## WHAT THE TASK ASKS
Would you retype all of these records exactly?

## MATERIAL FOR THIS TASK

......

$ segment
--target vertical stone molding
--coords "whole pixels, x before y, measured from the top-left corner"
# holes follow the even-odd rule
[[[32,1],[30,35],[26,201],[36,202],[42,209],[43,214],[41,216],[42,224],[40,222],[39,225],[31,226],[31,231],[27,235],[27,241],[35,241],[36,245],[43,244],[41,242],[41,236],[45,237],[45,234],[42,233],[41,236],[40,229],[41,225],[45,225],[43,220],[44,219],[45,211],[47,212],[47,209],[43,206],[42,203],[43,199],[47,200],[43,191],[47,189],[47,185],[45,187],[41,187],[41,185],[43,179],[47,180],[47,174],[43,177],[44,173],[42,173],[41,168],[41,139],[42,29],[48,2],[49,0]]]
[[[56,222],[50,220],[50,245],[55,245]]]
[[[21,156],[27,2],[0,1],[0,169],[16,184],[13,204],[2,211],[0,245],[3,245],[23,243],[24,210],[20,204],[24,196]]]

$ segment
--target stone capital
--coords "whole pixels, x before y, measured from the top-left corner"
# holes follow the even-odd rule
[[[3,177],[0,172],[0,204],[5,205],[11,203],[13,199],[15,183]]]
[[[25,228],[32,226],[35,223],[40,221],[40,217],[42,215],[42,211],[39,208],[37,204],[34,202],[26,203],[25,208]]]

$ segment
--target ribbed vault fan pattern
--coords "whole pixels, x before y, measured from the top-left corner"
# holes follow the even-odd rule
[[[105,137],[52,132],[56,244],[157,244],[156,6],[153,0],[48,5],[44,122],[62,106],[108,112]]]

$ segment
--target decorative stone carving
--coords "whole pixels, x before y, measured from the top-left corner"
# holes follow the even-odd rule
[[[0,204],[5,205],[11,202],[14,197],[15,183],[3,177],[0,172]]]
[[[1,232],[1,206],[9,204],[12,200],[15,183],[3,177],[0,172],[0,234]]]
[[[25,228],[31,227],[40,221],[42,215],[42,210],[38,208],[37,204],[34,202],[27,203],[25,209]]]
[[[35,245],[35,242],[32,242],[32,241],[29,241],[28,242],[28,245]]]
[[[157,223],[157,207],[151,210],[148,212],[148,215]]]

......

## FINAL RESULT
$ segment
--target vertical stone molding
--coords "whole pixels, x before y, measured from the top-left corner"
# holes follow the even-odd rule
[[[32,1],[30,35],[26,201],[36,202],[42,209],[43,214],[41,216],[42,224],[40,222],[39,225],[31,226],[31,231],[27,235],[27,241],[35,241],[36,245],[43,244],[41,242],[41,236],[45,237],[45,234],[42,233],[41,236],[40,229],[41,225],[45,225],[43,220],[44,219],[45,211],[47,212],[47,209],[43,206],[42,203],[43,199],[47,200],[43,191],[47,189],[47,185],[45,187],[41,187],[41,185],[43,179],[47,180],[47,174],[43,177],[44,173],[42,173],[41,168],[41,139],[42,29],[48,2],[49,0]]]
[[[56,222],[50,220],[50,245],[55,245]]]
[[[21,156],[27,2],[0,1],[0,169],[16,184],[13,204],[2,211],[0,245],[3,245],[23,243],[24,210],[20,204],[24,196]]]

$ segment
--target stone capital
--coords "whole pixels, x before y, measured from the top-left corner"
# holes follow the even-odd rule
[[[3,177],[0,172],[0,204],[5,205],[11,203],[13,199],[15,183]]]
[[[25,228],[32,226],[35,223],[40,221],[40,217],[42,215],[42,211],[39,208],[37,204],[34,202],[26,203],[25,208]]]

$ segment
--target ribbed vault fan pattern
--coords "whole pixels, x before y, measured from the top-left corner"
# holes follow the even-odd rule
[[[105,137],[52,132],[56,244],[157,244],[156,6],[153,0],[48,5],[44,122],[62,106],[108,112]]]

$ segment
--target decorative stone carving
--coords "whole pixels, x before y, measured from the top-left corner"
# holes follow the even-odd rule
[[[0,204],[5,205],[11,202],[14,197],[15,183],[3,177],[0,172]]]
[[[1,232],[1,206],[9,204],[12,200],[15,183],[3,177],[0,172],[0,234]]]
[[[25,228],[31,227],[40,221],[42,215],[42,210],[38,208],[37,204],[34,202],[27,203],[25,209]]]
[[[35,245],[35,242],[32,242],[32,241],[29,241],[28,242],[28,245]]]
[[[157,223],[157,207],[151,210],[148,212],[148,215]]]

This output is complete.